Reproduce each line exactly, including spacing and punctuation.

>> Begin RECORDS FOR THIS EXERCISE

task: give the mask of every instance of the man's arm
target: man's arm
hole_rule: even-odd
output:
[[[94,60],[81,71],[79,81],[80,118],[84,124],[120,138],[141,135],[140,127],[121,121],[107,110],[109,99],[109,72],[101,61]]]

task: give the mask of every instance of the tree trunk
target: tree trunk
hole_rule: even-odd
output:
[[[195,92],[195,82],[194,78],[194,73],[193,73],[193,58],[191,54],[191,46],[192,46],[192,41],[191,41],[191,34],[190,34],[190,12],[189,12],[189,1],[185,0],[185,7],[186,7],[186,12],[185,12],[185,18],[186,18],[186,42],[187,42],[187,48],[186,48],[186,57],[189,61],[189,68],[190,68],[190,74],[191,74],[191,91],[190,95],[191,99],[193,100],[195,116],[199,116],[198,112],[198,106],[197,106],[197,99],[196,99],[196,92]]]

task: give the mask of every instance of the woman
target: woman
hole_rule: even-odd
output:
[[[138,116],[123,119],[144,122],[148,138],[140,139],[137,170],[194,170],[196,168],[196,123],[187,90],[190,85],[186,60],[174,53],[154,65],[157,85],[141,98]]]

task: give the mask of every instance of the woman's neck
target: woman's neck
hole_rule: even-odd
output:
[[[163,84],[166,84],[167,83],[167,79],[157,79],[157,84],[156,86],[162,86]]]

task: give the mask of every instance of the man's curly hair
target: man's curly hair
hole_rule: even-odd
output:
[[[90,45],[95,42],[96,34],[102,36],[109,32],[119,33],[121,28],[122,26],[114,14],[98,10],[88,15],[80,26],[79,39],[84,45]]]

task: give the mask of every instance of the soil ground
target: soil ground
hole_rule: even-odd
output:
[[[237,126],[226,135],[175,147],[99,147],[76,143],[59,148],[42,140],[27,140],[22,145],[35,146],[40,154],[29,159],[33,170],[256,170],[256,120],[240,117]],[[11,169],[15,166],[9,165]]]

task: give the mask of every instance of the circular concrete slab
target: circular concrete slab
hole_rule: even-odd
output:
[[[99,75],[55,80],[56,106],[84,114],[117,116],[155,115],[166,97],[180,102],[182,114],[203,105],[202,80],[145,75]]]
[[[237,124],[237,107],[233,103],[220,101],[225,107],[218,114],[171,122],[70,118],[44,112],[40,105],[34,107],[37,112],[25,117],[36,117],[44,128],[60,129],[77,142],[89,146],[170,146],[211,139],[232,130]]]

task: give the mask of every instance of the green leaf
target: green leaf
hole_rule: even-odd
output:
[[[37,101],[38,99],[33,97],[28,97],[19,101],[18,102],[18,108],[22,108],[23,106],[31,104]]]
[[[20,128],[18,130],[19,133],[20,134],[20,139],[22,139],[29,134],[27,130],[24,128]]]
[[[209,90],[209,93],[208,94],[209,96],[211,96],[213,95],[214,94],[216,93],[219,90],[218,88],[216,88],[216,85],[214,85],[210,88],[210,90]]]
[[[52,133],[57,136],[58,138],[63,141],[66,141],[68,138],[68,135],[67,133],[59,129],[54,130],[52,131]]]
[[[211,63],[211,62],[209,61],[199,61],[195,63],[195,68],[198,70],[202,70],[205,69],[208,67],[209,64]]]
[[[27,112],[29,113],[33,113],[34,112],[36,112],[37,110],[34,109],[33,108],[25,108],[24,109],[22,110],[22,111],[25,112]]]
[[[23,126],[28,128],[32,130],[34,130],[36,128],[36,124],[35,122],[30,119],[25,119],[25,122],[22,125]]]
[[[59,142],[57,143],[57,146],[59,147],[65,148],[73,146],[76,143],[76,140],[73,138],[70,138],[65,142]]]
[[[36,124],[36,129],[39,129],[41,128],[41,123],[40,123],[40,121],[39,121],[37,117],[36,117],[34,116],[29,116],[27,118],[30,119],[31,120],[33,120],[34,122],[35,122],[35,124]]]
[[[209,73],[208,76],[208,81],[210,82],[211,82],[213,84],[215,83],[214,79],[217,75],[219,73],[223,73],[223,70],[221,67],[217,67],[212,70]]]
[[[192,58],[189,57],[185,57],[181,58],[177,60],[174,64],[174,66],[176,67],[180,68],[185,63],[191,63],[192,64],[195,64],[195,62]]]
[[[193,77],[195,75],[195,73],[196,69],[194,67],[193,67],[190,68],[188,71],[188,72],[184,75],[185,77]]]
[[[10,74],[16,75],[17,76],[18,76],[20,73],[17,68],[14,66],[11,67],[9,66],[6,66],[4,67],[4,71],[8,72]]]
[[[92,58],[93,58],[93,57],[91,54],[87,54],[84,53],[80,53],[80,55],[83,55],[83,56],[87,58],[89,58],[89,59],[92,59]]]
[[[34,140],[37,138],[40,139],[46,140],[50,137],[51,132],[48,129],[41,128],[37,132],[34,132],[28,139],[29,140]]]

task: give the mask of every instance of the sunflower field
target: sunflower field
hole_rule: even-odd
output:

>> End RECORDS FOR THIS EXERCISE

RESPONSE TO THE TASK –
task: give the mask of every instance of the man's arm
target: man's arm
hole_rule: even-odd
output:
[[[94,60],[81,71],[79,81],[80,118],[84,124],[120,138],[141,135],[140,127],[121,121],[107,110],[109,99],[109,72],[101,61]]]

task: give the mask of every instance of the tree trunk
target: tree trunk
hole_rule: even-odd
output:
[[[195,92],[195,82],[194,78],[194,73],[193,73],[193,58],[191,54],[191,46],[192,46],[192,41],[191,41],[191,34],[190,34],[190,12],[189,12],[189,1],[185,0],[185,7],[186,7],[186,12],[185,12],[185,18],[186,18],[186,42],[187,42],[187,48],[186,48],[186,57],[189,61],[189,68],[190,68],[190,74],[191,74],[191,91],[190,95],[191,99],[193,100],[195,116],[199,116],[198,112],[198,106],[197,106],[197,99],[196,99],[196,92]]]

task: give the mask of every instance of the woman
target: woman
hole_rule: even-odd
output:
[[[138,116],[123,119],[144,122],[148,138],[140,139],[137,170],[194,170],[196,168],[196,123],[187,90],[190,85],[186,60],[174,53],[154,65],[157,85],[141,98]]]

task: give the mask of every instance of the woman's neck
target: woman's neck
hole_rule: even-odd
output:
[[[163,84],[166,84],[167,83],[167,79],[157,79],[157,84],[156,86],[162,86]]]

task: give the mask of every instance of the man's curly hair
target: man's curly hair
hole_rule: even-odd
output:
[[[90,45],[95,42],[96,34],[102,36],[109,32],[119,33],[121,28],[122,26],[114,14],[98,10],[88,15],[80,26],[79,39],[84,45]]]

task: give the mask of every instance of the soil ground
target: soil ground
hole_rule: even-odd
output:
[[[237,126],[226,135],[175,147],[99,147],[76,143],[59,148],[42,140],[27,140],[22,145],[35,146],[40,154],[29,159],[33,170],[256,170],[256,120],[240,117]],[[11,169],[15,166],[9,165]]]

task: give the mask of every instance of the circular concrete slab
target: circular concrete slab
hole_rule: even-odd
output:
[[[99,75],[55,80],[56,106],[84,114],[117,116],[155,115],[166,97],[180,102],[182,114],[203,105],[202,80],[145,75]]]
[[[237,124],[237,107],[233,103],[220,101],[225,107],[218,114],[171,122],[70,118],[44,112],[40,105],[34,107],[37,112],[25,117],[36,117],[44,128],[60,129],[77,142],[89,146],[170,146],[211,139],[232,130]]]

task: give the mask of every instance of the green leaf
target: green leaf
hole_rule: even-odd
output:
[[[37,101],[38,99],[33,97],[28,97],[19,101],[18,102],[18,108],[22,108],[23,106],[31,104]]]
[[[20,128],[18,130],[19,133],[20,134],[20,139],[22,139],[29,134],[27,130],[24,128]]]
[[[209,90],[209,93],[208,94],[209,96],[211,96],[213,95],[214,94],[216,93],[219,90],[218,88],[216,88],[216,85],[214,85],[210,88],[210,90]]]
[[[52,133],[57,136],[58,138],[63,141],[66,141],[68,138],[68,135],[67,133],[59,129],[54,130],[52,131]]]
[[[211,63],[211,62],[209,61],[199,61],[195,63],[195,68],[198,70],[202,70],[205,69],[208,67],[209,64]]]
[[[27,112],[29,113],[33,113],[34,112],[36,112],[37,110],[34,109],[33,108],[25,108],[24,109],[22,110],[22,111],[25,112]]]
[[[23,126],[28,128],[32,130],[34,130],[36,128],[36,124],[35,122],[30,119],[25,119],[25,122],[22,125]]]
[[[59,142],[57,143],[57,146],[59,147],[65,148],[73,146],[76,143],[76,140],[73,138],[70,138],[65,142]]]
[[[36,124],[36,129],[39,129],[41,128],[41,123],[40,123],[40,121],[39,121],[37,117],[36,117],[34,116],[29,116],[27,118],[30,119],[31,120],[33,120],[34,122],[35,122],[35,124]]]
[[[209,73],[208,76],[208,81],[210,82],[211,82],[213,84],[215,83],[214,79],[217,75],[219,73],[223,73],[223,70],[221,67],[217,67],[212,70]]]
[[[192,58],[189,57],[185,57],[181,58],[177,60],[174,64],[174,66],[176,67],[180,68],[185,63],[191,63],[192,64],[195,64],[195,62]]]
[[[193,77],[195,75],[195,73],[196,69],[194,67],[193,67],[190,68],[188,71],[188,72],[184,75],[185,77]]]
[[[10,74],[16,75],[17,76],[18,76],[20,73],[17,68],[14,66],[11,67],[9,66],[6,66],[4,67],[4,71],[8,72]]]
[[[92,58],[93,58],[93,57],[91,54],[87,54],[84,53],[80,53],[80,55],[83,55],[83,56],[87,58],[89,58],[89,59],[92,59]]]
[[[34,140],[37,138],[40,139],[46,140],[50,137],[51,132],[48,129],[41,128],[37,132],[34,132],[28,139],[29,140]]]

task: give the mask of every instance of the sunflower field
target: sunflower field
hole_rule: even-odd
output:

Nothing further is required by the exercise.